-- begin Record extracts --
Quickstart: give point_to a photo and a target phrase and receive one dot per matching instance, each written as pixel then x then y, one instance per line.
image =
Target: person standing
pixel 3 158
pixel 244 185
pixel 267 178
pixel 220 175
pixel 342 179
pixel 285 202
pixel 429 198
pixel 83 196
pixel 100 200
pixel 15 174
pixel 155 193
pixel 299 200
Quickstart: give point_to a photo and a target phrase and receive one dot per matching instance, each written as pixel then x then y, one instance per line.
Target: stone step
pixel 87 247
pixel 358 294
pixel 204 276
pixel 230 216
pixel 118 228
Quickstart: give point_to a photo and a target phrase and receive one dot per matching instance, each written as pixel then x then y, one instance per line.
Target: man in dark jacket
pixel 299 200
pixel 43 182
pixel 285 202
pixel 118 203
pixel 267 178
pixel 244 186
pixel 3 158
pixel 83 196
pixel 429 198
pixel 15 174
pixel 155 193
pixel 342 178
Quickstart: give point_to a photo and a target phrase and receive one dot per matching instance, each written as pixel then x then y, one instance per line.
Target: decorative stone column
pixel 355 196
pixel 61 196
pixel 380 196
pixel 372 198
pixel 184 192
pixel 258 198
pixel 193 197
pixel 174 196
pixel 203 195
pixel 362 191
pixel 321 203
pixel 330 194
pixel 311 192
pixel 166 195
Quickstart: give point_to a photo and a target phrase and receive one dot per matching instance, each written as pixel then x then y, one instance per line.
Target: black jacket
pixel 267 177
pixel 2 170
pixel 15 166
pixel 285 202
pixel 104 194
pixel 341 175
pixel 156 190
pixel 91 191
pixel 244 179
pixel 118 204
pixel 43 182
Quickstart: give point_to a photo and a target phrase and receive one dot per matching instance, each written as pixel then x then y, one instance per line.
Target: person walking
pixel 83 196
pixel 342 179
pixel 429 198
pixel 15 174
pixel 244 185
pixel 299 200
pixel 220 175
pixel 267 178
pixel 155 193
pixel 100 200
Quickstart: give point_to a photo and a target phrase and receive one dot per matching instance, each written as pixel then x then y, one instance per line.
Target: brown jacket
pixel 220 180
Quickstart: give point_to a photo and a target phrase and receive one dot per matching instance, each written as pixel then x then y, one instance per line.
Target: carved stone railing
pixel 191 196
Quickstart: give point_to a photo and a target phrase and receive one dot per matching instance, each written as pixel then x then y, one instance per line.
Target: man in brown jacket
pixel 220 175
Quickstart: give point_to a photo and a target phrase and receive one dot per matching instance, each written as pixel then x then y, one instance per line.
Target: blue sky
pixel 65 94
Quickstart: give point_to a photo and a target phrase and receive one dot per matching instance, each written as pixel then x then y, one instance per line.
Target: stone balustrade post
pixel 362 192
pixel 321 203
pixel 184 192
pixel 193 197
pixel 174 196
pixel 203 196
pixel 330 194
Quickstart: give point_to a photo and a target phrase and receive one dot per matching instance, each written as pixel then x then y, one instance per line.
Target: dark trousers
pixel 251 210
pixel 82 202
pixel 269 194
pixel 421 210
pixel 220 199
-- end Record extracts --
### Exercise objective
Please reproduce all of the entries above word for word, line by line.

### Reply to the task
Quickstart: give point_to a photo and a target phrase and receive one dot per matching instance, each written as pixel then x then y, one instance per line.
image =
Target: person standing
pixel 3 158
pixel 244 185
pixel 267 178
pixel 220 175
pixel 342 179
pixel 285 202
pixel 429 198
pixel 83 196
pixel 100 200
pixel 15 174
pixel 155 193
pixel 299 200
Quickstart: give point_to a photo and a target phrase and receive one dot per matching instance, each written as pixel then x then y, one instance per line.
Target: stone step
pixel 87 247
pixel 358 294
pixel 204 276
pixel 230 216
pixel 118 228
Quickstart: give point_to a photo and a target phrase and receive one dot per matching instance, each written as pixel then x then y, one instance per line.
Target: man in dark jacket
pixel 299 200
pixel 43 182
pixel 285 202
pixel 118 203
pixel 267 178
pixel 244 186
pixel 3 158
pixel 83 196
pixel 429 198
pixel 15 174
pixel 155 193
pixel 342 178
Quickstart: give point_to a photo and a target phrase and receive one dot per matching instance, each written as pixel then x then y, one instance per line.
Target: decorative stone column
pixel 355 196
pixel 61 196
pixel 380 196
pixel 372 198
pixel 184 192
pixel 258 198
pixel 193 197
pixel 174 196
pixel 203 195
pixel 362 191
pixel 321 203
pixel 330 194
pixel 311 192
pixel 166 195
Quickstart: give point_to a photo and a target phrase and receive one dot per matching instance, each written as pixel then x then y, one instance per line.
Target: black jacket
pixel 267 177
pixel 2 170
pixel 15 166
pixel 285 202
pixel 104 194
pixel 341 175
pixel 156 190
pixel 91 191
pixel 244 179
pixel 118 204
pixel 43 182
Quickstart: give point_to a photo and a target phrase and receive one dot per matching instance, each written as pixel then x then y, one instance per line.
Target: person walking
pixel 83 196
pixel 342 179
pixel 429 198
pixel 15 174
pixel 244 185
pixel 299 200
pixel 220 175
pixel 267 178
pixel 155 193
pixel 100 200
Quickstart: give point_to a photo and a target phrase and receive one dot per matching instance, each written as pixel then x then y, one instance per line.
Target: brown jacket
pixel 220 180
Quickstart: give point_to a photo and a target phrase and receive one dot per matching instance, each written as pixel then x then y, one instance per line.
Target: carved stone railing
pixel 191 196
Quickstart: give point_to a photo and a target phrase and receive one dot per matching instance, each written as pixel then x then y, one instance per line.
Target: man in brown jacket
pixel 220 175
Quickstart: give point_to a photo and a target phrase and receive one dot per matching instance, each written as pixel then x then y, one instance per line.
Target: blue sky
pixel 65 94
Quickstart: give point_to a photo and a target phrase and receive one dot per matching instance, each written as pixel then x then y, one instance per line.
Target: stone balustrade post
pixel 362 192
pixel 321 203
pixel 184 192
pixel 193 197
pixel 174 196
pixel 203 196
pixel 330 194
Quickstart: give point_to a photo and a target phrase and receive one dot per matching instance, each written as pixel then x then y, one instance per line.
Target: dark trousers
pixel 251 210
pixel 82 202
pixel 269 194
pixel 421 210
pixel 220 199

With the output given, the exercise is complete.